**WORK INSTRUCTIONS:** Count the lines in the records below that contain the string "nest" and give only that number.

**EXERCISE INPUTS:**
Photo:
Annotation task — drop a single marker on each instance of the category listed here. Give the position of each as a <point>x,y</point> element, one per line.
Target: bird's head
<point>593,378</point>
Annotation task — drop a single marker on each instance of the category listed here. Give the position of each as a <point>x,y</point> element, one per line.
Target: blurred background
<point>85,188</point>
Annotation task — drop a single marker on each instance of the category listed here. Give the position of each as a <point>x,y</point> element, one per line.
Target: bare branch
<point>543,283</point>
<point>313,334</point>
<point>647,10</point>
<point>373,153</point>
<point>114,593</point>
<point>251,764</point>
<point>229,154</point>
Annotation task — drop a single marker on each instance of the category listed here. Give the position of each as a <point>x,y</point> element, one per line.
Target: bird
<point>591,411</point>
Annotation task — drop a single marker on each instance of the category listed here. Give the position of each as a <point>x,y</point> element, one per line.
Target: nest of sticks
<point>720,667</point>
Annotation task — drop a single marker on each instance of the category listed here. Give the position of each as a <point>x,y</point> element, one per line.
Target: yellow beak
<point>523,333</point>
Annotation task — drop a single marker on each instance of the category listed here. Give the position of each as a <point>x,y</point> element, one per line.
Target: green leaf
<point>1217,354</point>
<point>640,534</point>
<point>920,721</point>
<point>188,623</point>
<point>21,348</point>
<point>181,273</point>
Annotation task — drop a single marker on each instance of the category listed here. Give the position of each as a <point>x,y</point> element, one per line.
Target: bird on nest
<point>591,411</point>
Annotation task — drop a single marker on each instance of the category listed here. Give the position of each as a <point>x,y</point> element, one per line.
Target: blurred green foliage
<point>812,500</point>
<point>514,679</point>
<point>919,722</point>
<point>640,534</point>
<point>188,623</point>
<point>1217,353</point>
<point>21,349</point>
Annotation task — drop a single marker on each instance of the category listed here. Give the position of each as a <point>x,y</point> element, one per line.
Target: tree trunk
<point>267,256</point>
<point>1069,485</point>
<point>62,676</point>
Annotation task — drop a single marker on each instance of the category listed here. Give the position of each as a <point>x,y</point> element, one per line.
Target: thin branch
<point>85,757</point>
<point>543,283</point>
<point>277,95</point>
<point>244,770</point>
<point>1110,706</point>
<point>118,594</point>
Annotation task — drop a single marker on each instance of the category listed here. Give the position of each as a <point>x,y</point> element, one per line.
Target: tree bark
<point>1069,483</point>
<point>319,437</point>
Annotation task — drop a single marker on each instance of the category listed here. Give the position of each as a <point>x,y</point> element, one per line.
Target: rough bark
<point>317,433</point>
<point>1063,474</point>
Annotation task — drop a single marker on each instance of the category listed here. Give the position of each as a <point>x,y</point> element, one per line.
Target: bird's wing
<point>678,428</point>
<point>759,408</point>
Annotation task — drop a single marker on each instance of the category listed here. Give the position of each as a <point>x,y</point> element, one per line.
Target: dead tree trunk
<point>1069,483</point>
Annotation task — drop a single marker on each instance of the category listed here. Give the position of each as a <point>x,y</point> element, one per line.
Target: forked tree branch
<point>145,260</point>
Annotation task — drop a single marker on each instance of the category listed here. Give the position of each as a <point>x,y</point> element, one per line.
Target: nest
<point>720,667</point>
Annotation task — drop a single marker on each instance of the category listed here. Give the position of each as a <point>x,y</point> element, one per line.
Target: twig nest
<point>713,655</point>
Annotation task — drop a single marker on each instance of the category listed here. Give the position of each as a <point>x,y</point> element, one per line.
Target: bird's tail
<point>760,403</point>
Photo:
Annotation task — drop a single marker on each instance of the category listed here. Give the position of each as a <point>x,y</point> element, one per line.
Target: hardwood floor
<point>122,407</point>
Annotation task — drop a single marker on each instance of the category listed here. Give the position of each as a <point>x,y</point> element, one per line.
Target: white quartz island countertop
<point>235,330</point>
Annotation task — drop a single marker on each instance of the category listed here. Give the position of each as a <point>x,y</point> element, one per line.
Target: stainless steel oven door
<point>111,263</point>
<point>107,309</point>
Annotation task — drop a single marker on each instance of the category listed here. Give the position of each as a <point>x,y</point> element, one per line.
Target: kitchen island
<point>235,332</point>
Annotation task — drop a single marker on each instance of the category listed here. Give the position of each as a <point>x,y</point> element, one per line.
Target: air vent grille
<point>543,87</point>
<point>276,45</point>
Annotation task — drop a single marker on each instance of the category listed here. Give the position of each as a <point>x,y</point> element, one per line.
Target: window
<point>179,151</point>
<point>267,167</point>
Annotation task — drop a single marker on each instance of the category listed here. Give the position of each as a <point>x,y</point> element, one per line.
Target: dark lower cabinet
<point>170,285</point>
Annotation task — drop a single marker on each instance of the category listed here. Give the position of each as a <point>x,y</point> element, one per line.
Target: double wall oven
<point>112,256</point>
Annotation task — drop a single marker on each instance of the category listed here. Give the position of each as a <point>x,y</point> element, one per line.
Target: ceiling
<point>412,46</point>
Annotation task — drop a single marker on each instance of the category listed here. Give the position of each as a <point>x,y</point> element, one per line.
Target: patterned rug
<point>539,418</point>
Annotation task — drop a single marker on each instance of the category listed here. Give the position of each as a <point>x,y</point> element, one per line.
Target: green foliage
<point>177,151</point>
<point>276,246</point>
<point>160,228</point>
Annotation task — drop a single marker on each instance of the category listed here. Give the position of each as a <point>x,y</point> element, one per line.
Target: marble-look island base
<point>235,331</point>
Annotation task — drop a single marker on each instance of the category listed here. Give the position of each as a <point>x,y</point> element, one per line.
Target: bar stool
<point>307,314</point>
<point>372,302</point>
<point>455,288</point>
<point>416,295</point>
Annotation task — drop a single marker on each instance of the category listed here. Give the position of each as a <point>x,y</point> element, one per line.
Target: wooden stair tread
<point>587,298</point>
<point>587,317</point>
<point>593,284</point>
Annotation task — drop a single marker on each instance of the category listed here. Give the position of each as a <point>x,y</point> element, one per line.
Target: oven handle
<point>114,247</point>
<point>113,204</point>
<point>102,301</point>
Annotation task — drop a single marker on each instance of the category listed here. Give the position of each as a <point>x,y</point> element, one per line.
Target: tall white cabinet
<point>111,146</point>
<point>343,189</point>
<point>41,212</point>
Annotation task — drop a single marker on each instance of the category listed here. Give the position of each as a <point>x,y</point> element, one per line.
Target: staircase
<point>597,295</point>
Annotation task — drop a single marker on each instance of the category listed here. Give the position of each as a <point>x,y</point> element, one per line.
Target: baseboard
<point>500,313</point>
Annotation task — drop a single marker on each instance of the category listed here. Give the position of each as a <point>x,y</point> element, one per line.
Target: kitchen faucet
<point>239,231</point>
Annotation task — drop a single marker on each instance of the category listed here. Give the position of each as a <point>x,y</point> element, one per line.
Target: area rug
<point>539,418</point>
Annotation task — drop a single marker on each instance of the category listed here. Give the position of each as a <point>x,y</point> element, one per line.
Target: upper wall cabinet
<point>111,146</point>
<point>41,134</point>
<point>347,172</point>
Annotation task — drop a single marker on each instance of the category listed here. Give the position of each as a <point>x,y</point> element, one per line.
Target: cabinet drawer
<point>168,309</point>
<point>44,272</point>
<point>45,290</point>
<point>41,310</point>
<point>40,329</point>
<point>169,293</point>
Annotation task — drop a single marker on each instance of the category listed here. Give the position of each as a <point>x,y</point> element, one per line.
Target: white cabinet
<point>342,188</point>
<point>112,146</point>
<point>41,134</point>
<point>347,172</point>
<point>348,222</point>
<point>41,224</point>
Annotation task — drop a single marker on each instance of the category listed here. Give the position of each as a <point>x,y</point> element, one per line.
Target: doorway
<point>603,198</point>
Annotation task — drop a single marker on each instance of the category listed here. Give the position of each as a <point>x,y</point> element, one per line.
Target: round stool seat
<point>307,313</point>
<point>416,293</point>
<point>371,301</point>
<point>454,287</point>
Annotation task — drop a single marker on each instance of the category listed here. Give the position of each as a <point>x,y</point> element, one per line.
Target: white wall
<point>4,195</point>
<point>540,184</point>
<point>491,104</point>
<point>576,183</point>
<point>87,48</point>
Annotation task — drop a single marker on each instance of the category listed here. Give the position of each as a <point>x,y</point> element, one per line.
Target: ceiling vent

**REPLY TO THE TASK:** 4